### Text passage:
= = =
AMD finished 2021 with $16.4 billion in revenue, up 68% from the prior year. The company's earnings shot up 117% to $2.79 per share last year. That terrific growth was driven by solid demand for AMD's processors, which are used in several applications ranging from personal computers to data centers to supercomputers to gaming consoles.

AMD's guidance indicates that its outstanding growth is set to continue in 2022. The company has guided for 31% revenue growth in 2022 to $21.5 billion. However, AMD could do better than that, as the company was originally anticipating its 2021 revenue to increase 37%, and its actual growth came out to be much higher.

There are a few concrete reasons why AMD could exceed its expectations once again this year. For example, the company is on track to benefit from an increase in sales of gaming consoles. Microsoft and Sony use AMD's semi-custom chips in their consoles. Sony sold 17.3 million units of the PlayStation 5 (PS5) by the end of 2021, while Microsoft's latest Xbox consoles reportedly moved 12 million units by the end of last year.

Sony's PS5 is expected to hit an installed base of 67 million units by 2024, while Microsoft's current-generation Xbox consoles could have an installed base of 44 million units by then. Throw in the fact that AMD is now powering another handheld console, and its semi-custom business seems built for solid growth in the long run.

The server processor business will be another key growth driver. That's because AMD has been consistently taking share away from rival Intel in this market. AMD reportedly had a 10.7% share of the server processor market at the end of 2021. Analysts expect its share to go as high as 25% in the server processor space.

Applied Materials, meanwhile, is benefiting from the semiconductor boom as it supplies manufacturing equipment and services that help foundries make chips. The company finished fiscal 2021 with record revenue of $23 billion, up 34% from the prior year. Applied Materials maintained its growth momentum in the first quarter of fiscal 2022, with revenue increasing 21% year-over-year to $6.27 billion and adjusted earnings jumping 36% to $1.89 per share.

Applied Materials clocked such impressive growth despite supply chain constraints, and exited the quarter with a record order backlog of $8 billion. The company expects spending on wafer fabrication equipment to increase 15% in 2022 to $100 billion. More importantly, management anticipates that Applied Materials will grow at a faster pace than the broader market, and carry a significant backlog into 2023 as well.

With annual spending on wafer fabrication equipment expected to hit as much as $120 billion by 2025 according to third-party estimates, Applied Materials is operating in a market that's built for long-term growth. This explains why analysts are expecting Applied Materials to clock 16.5% annual earnings growth for the next five years -- though the company could do better by sustaining its current pace on account of the sizable end-market opportunity it is sitting on.

Time to buy

Both AMD and Applied Materials could regain their mojo and turn out to be top growth stocks in the long run. We have already seen the capability of these stocks to bounce back big time following a market correction, which is why investors should consider using their relatively cheap valuations to buy shares and set their portfolios up for terrific gains before the next rally arrives.
= = =
### Raw data:
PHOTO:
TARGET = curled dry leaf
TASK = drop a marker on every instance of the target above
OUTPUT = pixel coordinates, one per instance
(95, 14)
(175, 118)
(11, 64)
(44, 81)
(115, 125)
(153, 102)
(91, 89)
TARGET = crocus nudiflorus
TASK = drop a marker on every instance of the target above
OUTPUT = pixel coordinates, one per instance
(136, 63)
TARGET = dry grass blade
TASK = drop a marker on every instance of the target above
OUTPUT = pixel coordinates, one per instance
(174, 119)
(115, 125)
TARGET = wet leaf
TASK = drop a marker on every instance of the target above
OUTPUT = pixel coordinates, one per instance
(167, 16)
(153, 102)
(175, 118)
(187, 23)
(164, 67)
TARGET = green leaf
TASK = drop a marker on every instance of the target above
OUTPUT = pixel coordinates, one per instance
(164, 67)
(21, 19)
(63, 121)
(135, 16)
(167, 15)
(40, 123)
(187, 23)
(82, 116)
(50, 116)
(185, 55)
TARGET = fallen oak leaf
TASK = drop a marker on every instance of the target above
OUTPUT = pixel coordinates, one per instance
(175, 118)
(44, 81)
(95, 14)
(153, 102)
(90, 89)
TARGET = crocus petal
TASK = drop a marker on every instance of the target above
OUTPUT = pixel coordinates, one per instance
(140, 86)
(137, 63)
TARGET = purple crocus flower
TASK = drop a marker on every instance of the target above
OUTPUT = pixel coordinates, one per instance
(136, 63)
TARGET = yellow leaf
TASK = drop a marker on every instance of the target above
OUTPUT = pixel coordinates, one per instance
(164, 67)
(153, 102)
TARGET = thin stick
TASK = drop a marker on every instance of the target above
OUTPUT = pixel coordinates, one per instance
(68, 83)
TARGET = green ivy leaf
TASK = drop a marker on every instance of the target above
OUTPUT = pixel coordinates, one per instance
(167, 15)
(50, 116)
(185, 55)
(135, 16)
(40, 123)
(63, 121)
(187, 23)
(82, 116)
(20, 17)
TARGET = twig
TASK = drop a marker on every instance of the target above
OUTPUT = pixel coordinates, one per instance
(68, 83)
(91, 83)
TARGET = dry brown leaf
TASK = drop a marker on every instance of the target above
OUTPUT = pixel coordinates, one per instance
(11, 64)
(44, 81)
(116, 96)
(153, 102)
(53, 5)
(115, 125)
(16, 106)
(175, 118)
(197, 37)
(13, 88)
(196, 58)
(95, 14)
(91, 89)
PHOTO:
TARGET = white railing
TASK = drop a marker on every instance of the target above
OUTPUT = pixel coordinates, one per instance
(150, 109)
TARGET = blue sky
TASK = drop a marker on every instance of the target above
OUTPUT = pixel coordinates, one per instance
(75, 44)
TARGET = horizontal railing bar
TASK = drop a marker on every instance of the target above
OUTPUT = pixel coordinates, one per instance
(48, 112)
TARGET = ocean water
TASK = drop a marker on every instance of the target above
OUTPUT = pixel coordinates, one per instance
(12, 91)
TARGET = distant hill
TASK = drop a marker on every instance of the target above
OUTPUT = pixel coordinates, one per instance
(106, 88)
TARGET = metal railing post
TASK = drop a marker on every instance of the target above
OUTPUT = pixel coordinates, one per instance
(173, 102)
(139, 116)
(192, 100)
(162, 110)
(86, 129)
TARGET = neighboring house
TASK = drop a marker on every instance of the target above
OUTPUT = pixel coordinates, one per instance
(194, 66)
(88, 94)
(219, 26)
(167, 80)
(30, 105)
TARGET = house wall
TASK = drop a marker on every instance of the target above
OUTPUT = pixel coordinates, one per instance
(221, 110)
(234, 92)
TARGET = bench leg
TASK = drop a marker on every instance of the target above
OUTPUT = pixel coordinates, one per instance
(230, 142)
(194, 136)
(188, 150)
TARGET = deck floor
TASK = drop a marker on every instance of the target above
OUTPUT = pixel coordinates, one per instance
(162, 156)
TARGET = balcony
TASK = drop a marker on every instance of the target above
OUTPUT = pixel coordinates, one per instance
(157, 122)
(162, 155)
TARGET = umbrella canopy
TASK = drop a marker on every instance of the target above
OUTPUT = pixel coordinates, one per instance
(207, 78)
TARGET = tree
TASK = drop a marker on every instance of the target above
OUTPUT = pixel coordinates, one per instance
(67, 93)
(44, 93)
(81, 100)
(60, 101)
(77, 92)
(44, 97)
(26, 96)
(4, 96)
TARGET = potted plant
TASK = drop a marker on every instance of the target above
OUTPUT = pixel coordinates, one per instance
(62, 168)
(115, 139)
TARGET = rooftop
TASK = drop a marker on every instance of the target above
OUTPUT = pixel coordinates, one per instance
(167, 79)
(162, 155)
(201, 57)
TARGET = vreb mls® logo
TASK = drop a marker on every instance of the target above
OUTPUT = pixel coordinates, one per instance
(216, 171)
= = =
### Written tasks:
1. Translate this sentence from the passage on AMD and Applied Materials into Spanish: "The server processor business will be another key growth driver."
2. Write out the passage on AMD and Applied Materials word for word, starting with "There are a" and going on through "growth in the long run.".

### Answers to each task:
1. El negocio de procesadores para servidores será otro motor clave de crecimiento.

2.
There are a few concrete reasons why AMD could exceed its expectations once again this year. For example, the company is on track to benefit from an increase in sales of gaming consoles. Microsoft and Sony use AMD's semi-custom chips in their consoles. Sony sold 17.3 million units of the PlayStation 5 (PS5) by the end of 2021, while Microsoft's latest Xbox consoles reportedly moved 12 million units by the end of last year.

Sony's PS5 is expected to hit an installed base of 67 million units by 2024, while Microsoft's current-generation Xbox consoles could have an installed base of 44 million units by then. Throw in the fact that AMD is now powering another handheld console, and its semi-custom business seems built for solid growth in the long run.